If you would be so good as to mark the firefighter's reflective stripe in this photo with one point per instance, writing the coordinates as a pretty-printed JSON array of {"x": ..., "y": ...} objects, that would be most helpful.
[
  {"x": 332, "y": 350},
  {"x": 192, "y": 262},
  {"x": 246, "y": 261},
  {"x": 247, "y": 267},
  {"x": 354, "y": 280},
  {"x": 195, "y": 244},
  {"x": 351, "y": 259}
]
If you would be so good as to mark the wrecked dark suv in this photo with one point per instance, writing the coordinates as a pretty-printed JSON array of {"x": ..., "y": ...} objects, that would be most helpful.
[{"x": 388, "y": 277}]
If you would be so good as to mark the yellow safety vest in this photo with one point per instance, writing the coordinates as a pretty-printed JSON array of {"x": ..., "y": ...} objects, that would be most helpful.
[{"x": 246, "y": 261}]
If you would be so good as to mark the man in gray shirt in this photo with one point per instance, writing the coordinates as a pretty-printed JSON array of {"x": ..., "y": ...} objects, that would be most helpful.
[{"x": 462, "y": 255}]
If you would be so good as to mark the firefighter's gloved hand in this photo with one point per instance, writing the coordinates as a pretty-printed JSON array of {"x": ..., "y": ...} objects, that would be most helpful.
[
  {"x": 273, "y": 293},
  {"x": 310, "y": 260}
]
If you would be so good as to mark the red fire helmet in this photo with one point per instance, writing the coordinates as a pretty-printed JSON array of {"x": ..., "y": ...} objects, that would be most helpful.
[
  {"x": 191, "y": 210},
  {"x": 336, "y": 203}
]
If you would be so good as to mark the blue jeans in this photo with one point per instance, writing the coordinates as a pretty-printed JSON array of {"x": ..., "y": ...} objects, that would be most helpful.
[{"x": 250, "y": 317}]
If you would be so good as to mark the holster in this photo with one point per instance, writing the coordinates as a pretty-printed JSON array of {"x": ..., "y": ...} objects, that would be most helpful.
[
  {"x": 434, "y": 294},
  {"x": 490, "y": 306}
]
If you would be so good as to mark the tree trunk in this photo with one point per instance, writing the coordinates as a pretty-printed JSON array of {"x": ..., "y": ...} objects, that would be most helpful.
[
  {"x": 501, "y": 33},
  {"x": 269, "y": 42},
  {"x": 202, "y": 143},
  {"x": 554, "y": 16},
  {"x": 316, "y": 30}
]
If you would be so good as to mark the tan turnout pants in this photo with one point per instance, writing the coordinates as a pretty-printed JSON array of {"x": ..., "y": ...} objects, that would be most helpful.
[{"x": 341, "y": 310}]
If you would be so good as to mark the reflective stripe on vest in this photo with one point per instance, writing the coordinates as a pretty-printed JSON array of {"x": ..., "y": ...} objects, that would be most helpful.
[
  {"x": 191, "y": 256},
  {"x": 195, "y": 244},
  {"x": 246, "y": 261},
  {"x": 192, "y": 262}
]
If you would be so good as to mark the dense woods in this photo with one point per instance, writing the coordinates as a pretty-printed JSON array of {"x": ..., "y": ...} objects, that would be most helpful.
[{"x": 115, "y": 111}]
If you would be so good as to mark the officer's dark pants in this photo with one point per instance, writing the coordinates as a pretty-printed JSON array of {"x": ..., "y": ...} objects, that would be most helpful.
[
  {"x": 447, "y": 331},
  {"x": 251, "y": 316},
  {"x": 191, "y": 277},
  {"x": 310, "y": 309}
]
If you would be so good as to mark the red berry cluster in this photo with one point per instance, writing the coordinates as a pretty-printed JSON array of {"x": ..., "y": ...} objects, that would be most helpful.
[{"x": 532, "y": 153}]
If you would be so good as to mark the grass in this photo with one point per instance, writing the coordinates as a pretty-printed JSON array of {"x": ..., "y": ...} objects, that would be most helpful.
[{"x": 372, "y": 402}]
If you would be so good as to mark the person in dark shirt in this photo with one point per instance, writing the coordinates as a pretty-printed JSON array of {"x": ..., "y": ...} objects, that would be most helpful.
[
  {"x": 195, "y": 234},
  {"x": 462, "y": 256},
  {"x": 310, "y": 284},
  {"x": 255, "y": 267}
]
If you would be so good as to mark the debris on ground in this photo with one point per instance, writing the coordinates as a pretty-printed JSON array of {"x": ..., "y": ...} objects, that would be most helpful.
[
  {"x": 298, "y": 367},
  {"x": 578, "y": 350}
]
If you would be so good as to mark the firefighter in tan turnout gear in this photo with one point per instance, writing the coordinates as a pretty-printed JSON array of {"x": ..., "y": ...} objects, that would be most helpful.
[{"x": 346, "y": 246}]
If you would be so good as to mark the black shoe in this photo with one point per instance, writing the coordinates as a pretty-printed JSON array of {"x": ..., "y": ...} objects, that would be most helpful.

━━━━━━━━━━━━━━━━

▶ [WHAT IS NEEDED]: Write out, word for word, the line containing "If you would be so good as to mark the person" and every line after it to the end of the data above.

▶ [ANSWER TO THIS PROBLEM]:
If you would be so good as to mark the person in dark shirt in this photo with one point per instance, writing the coordinates as a pretty-printed JSON array of {"x": ..., "y": ...} objects, that would be most helpful.
[
  {"x": 195, "y": 234},
  {"x": 462, "y": 256},
  {"x": 310, "y": 284},
  {"x": 255, "y": 267}
]
If you would be so good as to mark the debris on ground in this photo with one point per instance, writing the coordinates as a pretty-printed JSON array of {"x": ..., "y": ...} objects, that would be most helpful.
[
  {"x": 298, "y": 367},
  {"x": 578, "y": 350}
]
If you would be so good as to mark the firefighter in tan turnout gear in this photo with one point per instance, writing the coordinates as a pretty-printed JSON array of {"x": ..., "y": ...} objects, that would be most helpful.
[{"x": 346, "y": 246}]
If you would be so good as to mark the black shoe in this photo with one point per instance, writing the coordinates as a pretty-printed JSON array of {"x": ..., "y": ...} objects, that would be most helpful.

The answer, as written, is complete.